═══ Dataset rows ═══

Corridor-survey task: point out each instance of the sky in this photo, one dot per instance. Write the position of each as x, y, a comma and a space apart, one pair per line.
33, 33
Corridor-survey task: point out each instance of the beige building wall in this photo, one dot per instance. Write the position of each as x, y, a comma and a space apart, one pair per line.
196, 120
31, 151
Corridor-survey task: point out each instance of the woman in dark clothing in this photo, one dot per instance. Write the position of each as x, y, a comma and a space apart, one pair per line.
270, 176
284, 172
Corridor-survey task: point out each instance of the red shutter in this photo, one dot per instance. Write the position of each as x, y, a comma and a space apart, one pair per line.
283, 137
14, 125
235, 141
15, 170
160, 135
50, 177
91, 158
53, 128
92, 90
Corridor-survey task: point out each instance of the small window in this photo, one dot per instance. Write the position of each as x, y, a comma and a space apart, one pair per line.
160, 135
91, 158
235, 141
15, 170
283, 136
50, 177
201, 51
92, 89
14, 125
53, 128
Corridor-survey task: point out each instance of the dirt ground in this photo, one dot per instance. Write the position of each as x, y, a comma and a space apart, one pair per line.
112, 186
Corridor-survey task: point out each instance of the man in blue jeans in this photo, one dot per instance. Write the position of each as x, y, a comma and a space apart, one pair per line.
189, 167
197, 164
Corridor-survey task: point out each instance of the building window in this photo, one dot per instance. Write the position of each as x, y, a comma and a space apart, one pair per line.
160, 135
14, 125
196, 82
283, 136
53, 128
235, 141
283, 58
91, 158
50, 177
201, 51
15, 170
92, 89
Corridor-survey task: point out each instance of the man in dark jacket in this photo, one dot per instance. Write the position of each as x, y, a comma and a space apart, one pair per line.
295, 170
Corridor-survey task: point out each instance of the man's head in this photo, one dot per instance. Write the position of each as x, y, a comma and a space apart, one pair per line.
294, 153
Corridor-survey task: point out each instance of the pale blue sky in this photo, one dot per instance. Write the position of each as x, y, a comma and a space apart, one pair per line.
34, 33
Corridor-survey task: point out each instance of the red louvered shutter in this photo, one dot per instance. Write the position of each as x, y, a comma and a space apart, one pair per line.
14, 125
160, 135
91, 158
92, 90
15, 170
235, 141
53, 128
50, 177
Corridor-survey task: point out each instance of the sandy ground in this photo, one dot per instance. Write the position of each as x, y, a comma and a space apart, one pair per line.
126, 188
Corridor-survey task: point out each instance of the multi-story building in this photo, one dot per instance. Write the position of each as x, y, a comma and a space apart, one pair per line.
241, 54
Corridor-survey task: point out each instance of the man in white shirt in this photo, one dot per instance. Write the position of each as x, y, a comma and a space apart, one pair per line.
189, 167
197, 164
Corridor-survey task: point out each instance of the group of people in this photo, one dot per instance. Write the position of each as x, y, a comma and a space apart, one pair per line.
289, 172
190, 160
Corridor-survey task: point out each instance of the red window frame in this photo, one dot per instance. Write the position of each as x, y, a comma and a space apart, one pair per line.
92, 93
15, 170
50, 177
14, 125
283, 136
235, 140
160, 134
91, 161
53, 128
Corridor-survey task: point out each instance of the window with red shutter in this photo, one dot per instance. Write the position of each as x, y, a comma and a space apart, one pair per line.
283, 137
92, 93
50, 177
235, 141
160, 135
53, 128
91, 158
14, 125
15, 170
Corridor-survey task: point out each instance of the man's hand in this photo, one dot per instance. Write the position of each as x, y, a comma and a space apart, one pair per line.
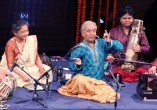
106, 36
77, 61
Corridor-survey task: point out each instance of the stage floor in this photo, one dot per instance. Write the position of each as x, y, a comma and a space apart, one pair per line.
130, 100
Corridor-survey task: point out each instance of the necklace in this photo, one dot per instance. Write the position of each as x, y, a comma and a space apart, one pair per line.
20, 50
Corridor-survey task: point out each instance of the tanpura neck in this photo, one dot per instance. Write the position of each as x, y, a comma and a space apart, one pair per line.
126, 30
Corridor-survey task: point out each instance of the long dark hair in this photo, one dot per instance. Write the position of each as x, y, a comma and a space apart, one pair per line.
127, 9
18, 24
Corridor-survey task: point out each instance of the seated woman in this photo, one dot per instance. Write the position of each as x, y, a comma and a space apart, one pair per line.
23, 50
152, 70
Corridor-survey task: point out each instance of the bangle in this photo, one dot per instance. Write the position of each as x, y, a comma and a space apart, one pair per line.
23, 75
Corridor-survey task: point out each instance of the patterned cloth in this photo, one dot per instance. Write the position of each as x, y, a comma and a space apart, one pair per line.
93, 59
89, 88
117, 33
27, 59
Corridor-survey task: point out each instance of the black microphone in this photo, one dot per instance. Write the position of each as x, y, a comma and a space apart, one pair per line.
12, 67
76, 46
46, 73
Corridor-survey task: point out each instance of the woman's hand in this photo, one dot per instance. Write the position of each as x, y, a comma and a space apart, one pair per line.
136, 48
41, 70
109, 58
106, 36
77, 61
25, 78
152, 70
2, 74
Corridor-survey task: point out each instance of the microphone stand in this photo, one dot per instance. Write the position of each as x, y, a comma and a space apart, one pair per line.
117, 85
35, 95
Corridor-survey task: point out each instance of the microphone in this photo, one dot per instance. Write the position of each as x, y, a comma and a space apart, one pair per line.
12, 67
46, 73
76, 46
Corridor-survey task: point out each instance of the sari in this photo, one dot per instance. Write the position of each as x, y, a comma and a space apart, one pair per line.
26, 61
81, 86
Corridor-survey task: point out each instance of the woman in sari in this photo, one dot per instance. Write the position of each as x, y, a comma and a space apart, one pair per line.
23, 50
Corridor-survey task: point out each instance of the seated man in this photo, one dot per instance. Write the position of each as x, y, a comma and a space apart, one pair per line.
87, 61
152, 70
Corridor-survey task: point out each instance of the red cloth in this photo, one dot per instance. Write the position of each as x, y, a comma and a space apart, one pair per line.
130, 76
155, 62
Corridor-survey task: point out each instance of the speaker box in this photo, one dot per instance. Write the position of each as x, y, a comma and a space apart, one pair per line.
147, 86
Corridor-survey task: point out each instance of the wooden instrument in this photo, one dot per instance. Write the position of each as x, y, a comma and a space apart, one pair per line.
134, 39
147, 86
6, 87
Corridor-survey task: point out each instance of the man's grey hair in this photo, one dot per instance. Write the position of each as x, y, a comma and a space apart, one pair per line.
83, 26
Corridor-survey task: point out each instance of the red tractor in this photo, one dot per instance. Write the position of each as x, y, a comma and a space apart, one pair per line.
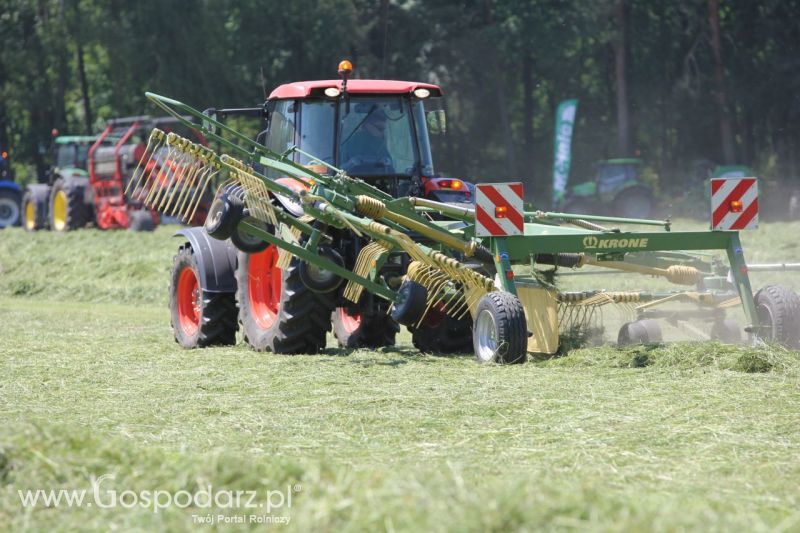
88, 182
376, 130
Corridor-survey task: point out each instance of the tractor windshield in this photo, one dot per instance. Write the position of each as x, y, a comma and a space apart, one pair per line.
72, 155
376, 136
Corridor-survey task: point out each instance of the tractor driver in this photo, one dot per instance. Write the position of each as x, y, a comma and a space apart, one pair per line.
365, 152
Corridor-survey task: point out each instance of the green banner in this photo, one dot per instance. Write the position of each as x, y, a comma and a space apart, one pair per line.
565, 120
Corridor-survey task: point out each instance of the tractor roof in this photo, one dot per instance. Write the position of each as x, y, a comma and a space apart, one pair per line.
75, 139
303, 89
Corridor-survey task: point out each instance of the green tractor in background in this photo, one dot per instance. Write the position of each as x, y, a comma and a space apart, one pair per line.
44, 204
617, 190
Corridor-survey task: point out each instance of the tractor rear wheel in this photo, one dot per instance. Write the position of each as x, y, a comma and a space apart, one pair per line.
278, 313
199, 318
442, 334
35, 204
778, 309
500, 333
9, 208
67, 208
360, 330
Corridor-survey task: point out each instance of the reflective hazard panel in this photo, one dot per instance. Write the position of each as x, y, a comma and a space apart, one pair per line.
734, 203
499, 210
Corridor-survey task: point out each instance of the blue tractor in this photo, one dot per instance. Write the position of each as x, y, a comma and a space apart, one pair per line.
10, 194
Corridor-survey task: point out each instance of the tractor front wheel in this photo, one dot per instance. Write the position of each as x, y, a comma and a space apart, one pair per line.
9, 208
278, 313
35, 202
199, 318
68, 210
500, 333
353, 329
778, 309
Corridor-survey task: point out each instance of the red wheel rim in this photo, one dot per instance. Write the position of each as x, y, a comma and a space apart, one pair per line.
189, 308
349, 322
264, 286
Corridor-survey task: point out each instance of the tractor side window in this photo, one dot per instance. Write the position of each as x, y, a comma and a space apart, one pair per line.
376, 137
281, 134
316, 131
65, 156
81, 156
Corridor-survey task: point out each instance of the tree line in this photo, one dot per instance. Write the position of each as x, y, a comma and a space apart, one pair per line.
674, 83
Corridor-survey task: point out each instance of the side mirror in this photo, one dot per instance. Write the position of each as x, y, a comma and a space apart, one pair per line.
437, 121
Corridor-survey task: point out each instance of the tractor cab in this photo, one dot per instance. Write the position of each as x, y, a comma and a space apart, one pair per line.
72, 151
376, 130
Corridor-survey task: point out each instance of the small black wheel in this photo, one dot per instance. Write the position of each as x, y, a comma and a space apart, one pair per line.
318, 279
224, 215
141, 220
500, 333
9, 208
411, 303
579, 206
247, 243
35, 207
778, 309
645, 331
199, 318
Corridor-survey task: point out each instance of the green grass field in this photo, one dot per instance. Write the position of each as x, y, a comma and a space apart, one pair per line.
684, 436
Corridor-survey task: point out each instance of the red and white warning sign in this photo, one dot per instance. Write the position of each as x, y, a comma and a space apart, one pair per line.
499, 210
734, 203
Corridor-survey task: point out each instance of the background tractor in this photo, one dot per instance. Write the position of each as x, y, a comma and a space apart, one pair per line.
617, 189
10, 194
87, 181
323, 124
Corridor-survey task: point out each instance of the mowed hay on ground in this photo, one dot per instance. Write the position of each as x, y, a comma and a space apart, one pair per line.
669, 437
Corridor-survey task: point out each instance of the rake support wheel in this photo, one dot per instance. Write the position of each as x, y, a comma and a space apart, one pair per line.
778, 309
500, 333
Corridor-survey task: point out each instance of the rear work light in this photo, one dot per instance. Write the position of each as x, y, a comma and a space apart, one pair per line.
451, 184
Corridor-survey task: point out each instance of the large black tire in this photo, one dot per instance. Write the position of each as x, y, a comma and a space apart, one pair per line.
443, 334
68, 210
141, 220
778, 309
9, 208
500, 333
635, 202
199, 318
373, 330
297, 322
35, 207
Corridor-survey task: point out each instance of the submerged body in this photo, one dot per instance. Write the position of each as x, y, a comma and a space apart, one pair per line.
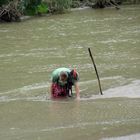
62, 81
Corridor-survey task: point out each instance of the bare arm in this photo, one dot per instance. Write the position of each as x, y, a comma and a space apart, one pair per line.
77, 90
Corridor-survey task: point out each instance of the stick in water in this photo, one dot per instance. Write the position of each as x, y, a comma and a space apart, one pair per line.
95, 71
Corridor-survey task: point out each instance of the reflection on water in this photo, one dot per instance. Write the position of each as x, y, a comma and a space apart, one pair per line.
31, 50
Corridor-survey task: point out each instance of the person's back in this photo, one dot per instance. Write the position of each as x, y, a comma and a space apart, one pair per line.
62, 81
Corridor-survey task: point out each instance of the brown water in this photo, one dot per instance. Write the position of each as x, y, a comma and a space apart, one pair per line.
31, 50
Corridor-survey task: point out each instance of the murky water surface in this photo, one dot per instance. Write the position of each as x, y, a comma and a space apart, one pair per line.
31, 50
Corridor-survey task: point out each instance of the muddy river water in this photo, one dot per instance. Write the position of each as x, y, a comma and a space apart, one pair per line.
31, 50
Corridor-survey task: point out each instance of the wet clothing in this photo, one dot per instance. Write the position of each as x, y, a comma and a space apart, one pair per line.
59, 88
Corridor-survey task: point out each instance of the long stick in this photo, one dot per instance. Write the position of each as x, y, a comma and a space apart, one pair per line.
95, 71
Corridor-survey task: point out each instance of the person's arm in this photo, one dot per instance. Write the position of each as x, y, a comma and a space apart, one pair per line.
77, 90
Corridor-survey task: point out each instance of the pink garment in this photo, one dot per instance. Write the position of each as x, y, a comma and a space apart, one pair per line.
58, 91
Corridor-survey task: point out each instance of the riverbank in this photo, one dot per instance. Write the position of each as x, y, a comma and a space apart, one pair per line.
12, 11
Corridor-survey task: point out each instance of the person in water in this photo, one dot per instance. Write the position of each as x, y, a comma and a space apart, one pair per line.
62, 81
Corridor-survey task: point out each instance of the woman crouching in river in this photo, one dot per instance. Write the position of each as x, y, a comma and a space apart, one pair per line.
62, 81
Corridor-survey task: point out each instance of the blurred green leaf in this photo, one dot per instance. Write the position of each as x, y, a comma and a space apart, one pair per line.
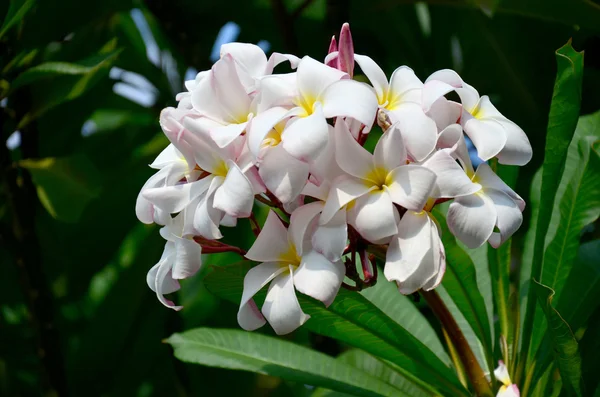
64, 185
16, 12
351, 318
565, 347
237, 349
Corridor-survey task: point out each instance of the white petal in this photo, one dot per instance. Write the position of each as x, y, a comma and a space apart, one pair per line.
451, 179
487, 135
306, 137
343, 190
350, 156
375, 75
318, 277
349, 98
390, 151
281, 307
284, 175
331, 238
410, 186
314, 76
509, 216
472, 219
249, 317
374, 216
418, 130
271, 245
300, 230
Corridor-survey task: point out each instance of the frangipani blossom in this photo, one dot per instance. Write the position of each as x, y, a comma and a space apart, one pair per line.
508, 389
492, 134
374, 183
401, 100
288, 264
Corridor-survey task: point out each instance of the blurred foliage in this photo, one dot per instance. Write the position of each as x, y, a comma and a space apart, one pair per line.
76, 316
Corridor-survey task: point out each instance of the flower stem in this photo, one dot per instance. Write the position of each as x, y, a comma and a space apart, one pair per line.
465, 354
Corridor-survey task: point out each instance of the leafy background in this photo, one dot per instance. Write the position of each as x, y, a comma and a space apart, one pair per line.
83, 84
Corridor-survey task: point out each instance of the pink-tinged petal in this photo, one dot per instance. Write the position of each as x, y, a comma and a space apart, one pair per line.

═══

Everything from the line with "Corridor-survey task: point out each instance of the frangipani" to the end of the listing above needs to be duplicated exactly, both end lines included, with nothing more.

* Output below
Corridor-survey task: point out each instance of the frangipani blossom in this photo, one dot per instance. Write the position of each as x, y, a comma and a space apart, one pair per line.
508, 389
492, 134
374, 183
401, 100
288, 264
Corridor-survey task: point out each instance of the blurred foliage in this photo, one dot per instance. Write the position of each as x, y, a comma and a space apart, one pair per line.
76, 316
Corridor-survey task: point out each instance of the flower stem in this photo, one dot per instance. Write the position of each as x, y, a comma and a space apart, one pair per line.
465, 354
Corridor-survey task: point out each instance of the leafy background in this photo, one dot per instance. Write the position of each as x, y, a comma and a space apart, one pair per line.
83, 84
Corridor-survey task: point out each instance of the pink-tinged petal in this photo, one dot per instance. Write the position of each as x, y, a comma and a space apart, one pair per line.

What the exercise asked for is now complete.